_WRITTEN TASK:_ From the line containing "Return a point for each instance of the player's hand" through the last line of the entries below, repeat each line word for word and leave out the rest.

Point-based annotation data
* * * *

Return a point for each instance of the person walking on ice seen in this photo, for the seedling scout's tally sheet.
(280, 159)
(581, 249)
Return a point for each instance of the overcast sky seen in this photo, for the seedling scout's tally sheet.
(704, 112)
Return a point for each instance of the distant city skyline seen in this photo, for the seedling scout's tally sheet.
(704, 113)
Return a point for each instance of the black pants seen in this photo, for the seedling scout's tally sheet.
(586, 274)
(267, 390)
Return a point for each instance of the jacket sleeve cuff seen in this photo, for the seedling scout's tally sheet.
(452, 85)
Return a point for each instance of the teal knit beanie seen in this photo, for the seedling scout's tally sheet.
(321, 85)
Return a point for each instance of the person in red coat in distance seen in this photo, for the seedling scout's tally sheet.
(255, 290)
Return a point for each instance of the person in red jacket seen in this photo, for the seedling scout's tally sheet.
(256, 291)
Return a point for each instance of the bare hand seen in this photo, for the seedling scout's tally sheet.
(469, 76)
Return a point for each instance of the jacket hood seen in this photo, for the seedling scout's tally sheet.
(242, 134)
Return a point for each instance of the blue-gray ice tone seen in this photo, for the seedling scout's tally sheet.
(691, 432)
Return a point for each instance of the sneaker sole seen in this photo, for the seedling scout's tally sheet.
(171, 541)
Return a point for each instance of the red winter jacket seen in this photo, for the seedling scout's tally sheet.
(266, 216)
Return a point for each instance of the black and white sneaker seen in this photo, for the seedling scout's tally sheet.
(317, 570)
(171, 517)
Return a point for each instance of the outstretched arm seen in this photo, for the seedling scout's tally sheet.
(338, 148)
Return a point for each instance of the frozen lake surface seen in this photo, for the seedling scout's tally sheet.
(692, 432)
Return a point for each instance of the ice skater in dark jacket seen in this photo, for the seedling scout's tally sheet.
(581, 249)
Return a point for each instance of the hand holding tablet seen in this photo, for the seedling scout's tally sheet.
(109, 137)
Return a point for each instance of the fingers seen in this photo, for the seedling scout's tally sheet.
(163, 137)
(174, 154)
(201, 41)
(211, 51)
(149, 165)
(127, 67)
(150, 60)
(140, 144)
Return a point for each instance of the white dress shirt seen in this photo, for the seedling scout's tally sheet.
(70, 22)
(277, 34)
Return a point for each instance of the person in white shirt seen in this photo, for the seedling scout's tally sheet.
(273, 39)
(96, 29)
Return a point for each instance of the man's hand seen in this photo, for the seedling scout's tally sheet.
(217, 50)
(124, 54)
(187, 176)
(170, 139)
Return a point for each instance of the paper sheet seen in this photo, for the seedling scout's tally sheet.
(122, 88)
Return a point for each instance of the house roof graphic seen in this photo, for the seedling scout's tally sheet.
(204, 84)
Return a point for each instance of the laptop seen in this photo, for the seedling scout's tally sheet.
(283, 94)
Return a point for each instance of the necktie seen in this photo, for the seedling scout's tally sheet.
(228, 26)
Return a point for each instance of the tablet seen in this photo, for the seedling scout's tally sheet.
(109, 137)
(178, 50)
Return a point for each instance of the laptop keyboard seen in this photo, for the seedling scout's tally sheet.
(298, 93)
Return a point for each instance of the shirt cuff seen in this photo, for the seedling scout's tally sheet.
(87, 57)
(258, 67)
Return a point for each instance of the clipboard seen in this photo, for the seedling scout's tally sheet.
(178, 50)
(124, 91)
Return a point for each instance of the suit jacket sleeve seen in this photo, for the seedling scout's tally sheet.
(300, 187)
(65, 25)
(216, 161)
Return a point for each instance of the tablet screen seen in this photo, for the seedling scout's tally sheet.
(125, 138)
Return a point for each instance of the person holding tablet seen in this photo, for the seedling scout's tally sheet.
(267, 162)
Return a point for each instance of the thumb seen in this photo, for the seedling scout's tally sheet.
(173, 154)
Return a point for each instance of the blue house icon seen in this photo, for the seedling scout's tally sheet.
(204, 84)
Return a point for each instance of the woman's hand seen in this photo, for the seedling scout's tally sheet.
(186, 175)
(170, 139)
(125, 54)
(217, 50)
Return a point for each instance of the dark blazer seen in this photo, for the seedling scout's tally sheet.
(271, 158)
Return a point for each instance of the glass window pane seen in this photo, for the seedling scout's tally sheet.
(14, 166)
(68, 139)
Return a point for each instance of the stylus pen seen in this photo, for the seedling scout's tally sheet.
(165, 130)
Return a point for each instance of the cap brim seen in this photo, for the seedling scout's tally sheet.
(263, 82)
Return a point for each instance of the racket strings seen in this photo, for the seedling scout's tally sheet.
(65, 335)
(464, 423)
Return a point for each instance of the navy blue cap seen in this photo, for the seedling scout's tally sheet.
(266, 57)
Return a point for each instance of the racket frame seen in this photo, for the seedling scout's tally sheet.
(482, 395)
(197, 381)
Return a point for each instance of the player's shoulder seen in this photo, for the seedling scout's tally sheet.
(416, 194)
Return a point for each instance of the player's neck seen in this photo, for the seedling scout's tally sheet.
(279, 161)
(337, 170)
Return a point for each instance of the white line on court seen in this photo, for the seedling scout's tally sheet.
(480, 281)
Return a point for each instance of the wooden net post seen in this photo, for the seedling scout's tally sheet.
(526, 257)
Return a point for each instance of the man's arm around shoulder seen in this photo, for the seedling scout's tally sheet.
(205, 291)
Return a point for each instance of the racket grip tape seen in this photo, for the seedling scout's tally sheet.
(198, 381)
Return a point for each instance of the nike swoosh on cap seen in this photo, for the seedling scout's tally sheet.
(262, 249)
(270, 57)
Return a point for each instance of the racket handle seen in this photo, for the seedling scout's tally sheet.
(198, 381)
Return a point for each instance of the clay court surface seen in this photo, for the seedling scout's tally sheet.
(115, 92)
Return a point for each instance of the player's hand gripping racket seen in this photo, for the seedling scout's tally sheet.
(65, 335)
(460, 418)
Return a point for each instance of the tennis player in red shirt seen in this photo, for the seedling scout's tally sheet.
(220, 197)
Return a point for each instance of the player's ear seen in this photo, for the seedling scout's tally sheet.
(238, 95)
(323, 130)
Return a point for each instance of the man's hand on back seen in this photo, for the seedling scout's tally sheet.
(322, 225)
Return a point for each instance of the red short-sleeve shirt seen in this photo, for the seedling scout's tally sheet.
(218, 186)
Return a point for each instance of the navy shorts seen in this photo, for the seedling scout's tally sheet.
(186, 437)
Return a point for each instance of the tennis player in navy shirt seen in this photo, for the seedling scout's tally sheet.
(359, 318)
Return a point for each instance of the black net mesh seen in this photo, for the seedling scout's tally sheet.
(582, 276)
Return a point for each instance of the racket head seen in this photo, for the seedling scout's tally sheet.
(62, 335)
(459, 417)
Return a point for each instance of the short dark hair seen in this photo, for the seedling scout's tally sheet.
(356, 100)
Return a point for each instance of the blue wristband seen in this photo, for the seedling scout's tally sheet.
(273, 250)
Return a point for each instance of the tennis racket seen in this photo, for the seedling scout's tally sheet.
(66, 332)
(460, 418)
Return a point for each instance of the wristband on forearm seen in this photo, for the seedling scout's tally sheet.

* * * *

_SOLUTION TO THIS EXERCISE:_
Return a point for each instance of the player's hand gripping racket seen in this photo, for the seedling scout's tally sheet.
(65, 335)
(460, 418)
Return a point for each instance of the tennis player in red shirt seen in this photo, for the seedling scout's tally sheet.
(220, 197)
Return a point for each instance of the player's ear seen in this photo, for the seedling scout's tally sheet.
(238, 95)
(323, 130)
Return a point for each instance of the man's hand on back seen in this photo, for the seedling scout's tally sheet.
(322, 225)
Return a point for each instance of the red short-sleeve shirt seen in this photo, for the seedling scout's tally sheet.
(218, 186)
Return a point for each instance of the navy shorts seen in this photo, for the seedling scout's tally sheet.
(186, 437)
Return a point for each instance of the tennis player in navy shirt seen in this photo, for the seedling scout's tally sheet.
(359, 318)
Return a point for each instance of the black net mesh seen in this photo, for the seedling scout's tally sheet.
(582, 276)
Return a point for each instance of the racket head seen in this photo, for the seedling scout's tally sheet.
(62, 335)
(459, 417)
Return a point for each instance of the short dark hair seen in this photo, for the seedling scout's tally sheet.
(356, 100)
Return a point for each instance of the blue wristband seen in this photo, for the seedling scout's tally sheet.
(273, 250)
Return a point for each instance of the tennis racket seen in this photo, for the seedling scout's tally sheet.
(66, 332)
(460, 418)
Return a point for each instance of the wristband on forearm seen in this photo, for the seedling scout's tally sheet.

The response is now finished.